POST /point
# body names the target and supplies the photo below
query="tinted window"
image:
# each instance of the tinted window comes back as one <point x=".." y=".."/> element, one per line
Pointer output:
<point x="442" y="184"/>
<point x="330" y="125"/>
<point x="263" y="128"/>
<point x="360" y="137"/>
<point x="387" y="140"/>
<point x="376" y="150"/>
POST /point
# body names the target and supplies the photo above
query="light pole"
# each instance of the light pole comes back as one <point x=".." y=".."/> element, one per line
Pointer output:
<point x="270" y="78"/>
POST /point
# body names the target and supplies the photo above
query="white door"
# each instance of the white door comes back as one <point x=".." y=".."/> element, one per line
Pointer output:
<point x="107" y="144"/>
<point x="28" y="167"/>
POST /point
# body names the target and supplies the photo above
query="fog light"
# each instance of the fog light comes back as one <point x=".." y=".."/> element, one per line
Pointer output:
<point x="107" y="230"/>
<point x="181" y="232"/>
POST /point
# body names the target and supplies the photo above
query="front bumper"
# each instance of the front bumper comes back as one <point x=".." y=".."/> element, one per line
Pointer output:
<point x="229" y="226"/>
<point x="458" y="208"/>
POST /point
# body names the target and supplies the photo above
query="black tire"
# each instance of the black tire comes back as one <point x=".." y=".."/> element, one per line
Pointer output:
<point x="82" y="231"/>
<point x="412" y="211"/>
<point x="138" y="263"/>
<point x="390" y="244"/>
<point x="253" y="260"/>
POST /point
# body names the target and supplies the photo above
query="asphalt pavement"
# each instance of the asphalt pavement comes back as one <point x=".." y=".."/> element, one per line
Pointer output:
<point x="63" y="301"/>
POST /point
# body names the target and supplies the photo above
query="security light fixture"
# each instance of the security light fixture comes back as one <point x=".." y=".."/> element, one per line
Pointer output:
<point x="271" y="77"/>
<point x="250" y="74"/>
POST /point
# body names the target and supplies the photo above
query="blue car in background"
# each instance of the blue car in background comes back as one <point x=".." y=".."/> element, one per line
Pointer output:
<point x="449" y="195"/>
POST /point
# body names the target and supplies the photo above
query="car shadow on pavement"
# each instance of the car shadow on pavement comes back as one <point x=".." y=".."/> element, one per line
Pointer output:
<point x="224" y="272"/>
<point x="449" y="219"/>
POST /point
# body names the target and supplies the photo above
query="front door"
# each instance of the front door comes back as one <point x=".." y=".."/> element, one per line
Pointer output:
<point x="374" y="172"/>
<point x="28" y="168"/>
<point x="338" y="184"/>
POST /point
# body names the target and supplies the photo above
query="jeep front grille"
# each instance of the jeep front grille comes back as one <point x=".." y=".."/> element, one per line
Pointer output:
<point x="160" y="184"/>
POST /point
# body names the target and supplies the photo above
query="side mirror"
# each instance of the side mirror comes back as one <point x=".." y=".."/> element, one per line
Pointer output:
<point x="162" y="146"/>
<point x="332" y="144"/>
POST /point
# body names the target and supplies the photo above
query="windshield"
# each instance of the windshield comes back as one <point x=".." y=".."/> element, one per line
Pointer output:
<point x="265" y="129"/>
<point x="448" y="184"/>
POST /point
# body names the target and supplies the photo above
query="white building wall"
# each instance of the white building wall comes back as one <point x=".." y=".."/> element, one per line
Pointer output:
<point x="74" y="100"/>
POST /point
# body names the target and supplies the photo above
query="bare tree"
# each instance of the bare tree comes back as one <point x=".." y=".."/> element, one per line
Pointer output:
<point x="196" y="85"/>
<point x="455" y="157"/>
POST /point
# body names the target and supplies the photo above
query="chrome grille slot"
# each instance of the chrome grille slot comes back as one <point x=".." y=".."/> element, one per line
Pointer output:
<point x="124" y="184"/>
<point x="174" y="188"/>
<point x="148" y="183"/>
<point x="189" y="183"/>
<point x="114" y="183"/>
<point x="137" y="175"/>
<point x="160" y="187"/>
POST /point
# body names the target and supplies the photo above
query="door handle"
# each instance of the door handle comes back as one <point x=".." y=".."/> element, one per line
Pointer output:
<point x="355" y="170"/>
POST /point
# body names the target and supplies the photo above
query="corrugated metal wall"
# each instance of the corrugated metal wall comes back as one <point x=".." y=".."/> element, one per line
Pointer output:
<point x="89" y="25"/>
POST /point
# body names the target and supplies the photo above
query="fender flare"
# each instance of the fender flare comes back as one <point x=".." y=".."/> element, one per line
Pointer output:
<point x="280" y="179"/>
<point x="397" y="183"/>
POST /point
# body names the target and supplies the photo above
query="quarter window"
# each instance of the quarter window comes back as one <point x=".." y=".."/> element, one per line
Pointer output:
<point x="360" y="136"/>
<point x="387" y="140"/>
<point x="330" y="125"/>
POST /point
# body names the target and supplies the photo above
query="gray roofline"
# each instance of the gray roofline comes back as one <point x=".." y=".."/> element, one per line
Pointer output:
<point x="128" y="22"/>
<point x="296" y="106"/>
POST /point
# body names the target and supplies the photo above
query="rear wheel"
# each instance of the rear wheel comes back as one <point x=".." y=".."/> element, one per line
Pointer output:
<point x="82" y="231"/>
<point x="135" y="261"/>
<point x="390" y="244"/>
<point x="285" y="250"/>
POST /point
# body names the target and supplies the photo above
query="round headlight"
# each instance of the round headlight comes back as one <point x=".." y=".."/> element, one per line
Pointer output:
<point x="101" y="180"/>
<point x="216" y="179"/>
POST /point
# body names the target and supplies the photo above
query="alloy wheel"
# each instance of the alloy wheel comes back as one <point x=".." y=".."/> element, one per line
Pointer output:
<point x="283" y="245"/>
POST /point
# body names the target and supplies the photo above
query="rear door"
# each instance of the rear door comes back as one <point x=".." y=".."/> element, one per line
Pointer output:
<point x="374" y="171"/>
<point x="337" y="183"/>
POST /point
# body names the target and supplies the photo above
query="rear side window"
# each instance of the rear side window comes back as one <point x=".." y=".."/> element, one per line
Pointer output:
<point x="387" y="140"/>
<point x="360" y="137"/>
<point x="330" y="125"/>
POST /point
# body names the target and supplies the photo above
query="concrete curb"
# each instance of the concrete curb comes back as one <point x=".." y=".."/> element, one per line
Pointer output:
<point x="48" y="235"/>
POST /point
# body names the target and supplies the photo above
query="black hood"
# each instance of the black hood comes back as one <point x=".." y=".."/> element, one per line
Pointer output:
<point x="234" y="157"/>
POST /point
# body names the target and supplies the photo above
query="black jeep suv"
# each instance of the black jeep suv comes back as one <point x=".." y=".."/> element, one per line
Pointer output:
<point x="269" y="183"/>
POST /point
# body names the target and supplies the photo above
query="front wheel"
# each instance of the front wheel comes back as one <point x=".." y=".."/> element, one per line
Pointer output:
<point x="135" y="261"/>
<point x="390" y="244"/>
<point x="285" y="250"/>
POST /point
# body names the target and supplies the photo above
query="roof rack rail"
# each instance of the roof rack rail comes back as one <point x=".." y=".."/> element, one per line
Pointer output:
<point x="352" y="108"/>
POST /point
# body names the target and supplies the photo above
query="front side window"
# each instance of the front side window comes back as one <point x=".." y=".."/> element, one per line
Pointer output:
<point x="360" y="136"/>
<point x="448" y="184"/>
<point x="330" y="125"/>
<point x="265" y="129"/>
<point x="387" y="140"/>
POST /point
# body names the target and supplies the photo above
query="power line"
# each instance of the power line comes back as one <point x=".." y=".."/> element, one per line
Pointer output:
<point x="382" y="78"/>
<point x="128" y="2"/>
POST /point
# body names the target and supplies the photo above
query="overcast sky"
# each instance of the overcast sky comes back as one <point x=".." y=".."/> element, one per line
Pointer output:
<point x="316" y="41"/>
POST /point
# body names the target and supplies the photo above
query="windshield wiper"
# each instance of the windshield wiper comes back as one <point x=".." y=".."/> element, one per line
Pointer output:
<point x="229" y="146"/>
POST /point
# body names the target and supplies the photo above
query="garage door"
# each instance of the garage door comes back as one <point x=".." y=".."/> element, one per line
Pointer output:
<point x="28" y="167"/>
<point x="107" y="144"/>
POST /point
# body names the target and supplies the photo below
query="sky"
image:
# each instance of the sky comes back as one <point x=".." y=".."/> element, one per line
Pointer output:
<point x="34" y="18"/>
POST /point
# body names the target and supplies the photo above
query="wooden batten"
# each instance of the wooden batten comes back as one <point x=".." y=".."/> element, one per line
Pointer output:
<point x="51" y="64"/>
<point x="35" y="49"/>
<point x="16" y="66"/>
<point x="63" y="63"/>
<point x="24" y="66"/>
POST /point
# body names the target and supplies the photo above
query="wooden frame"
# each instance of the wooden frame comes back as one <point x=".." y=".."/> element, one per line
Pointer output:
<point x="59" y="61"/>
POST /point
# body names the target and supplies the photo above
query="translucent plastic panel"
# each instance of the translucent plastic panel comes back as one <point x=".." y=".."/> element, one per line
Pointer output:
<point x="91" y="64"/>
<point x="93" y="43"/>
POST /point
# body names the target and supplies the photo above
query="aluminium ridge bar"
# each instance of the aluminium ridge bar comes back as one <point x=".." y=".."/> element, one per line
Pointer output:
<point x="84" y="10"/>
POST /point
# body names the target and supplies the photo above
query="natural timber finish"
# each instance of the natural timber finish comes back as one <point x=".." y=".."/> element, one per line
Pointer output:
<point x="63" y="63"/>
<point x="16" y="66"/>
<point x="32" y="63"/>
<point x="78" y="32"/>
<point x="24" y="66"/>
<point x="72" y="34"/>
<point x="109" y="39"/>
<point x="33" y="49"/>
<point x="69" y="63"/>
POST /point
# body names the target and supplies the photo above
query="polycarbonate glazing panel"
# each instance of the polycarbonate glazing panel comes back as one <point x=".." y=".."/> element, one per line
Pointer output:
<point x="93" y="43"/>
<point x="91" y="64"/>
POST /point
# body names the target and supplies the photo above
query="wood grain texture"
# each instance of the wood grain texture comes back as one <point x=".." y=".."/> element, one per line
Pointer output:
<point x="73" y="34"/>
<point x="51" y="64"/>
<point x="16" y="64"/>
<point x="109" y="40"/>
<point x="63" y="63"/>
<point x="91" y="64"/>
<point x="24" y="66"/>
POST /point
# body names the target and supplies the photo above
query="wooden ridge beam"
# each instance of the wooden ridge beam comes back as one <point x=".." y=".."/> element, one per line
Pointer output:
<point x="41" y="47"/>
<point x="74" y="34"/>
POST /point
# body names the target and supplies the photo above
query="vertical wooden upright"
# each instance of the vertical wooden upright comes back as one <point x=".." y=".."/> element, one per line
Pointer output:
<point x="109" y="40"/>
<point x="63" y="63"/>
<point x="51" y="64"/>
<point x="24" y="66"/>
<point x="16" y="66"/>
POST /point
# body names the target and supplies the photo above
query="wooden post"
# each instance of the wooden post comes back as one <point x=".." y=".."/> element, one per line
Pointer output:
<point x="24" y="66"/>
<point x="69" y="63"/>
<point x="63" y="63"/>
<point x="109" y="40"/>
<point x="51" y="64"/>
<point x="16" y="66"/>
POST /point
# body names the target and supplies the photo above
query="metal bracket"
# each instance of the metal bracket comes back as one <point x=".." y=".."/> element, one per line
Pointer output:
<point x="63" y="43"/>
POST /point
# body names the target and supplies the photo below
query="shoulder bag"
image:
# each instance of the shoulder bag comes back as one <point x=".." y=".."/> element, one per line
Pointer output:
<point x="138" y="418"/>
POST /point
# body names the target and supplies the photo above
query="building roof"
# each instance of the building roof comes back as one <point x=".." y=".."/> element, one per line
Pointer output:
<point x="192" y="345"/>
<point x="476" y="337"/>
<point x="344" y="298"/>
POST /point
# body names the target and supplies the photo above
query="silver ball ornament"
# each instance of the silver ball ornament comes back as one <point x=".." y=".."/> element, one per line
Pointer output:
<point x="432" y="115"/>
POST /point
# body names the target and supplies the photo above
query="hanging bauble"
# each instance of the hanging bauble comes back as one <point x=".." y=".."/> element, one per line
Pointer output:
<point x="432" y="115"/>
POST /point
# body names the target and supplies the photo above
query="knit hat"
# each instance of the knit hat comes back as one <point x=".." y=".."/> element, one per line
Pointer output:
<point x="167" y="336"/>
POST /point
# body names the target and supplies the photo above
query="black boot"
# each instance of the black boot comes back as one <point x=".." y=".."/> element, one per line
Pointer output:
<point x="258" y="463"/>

[WHAT YOU ARE ASKED TO DO]:
List every line in the lines above that contains the string "plastic", copying each one.

[TASK ANSWER]:
query="translucent plastic panel"
# each instance of the translucent plastic panel comes back as one <point x=".." y=".."/> element, one per line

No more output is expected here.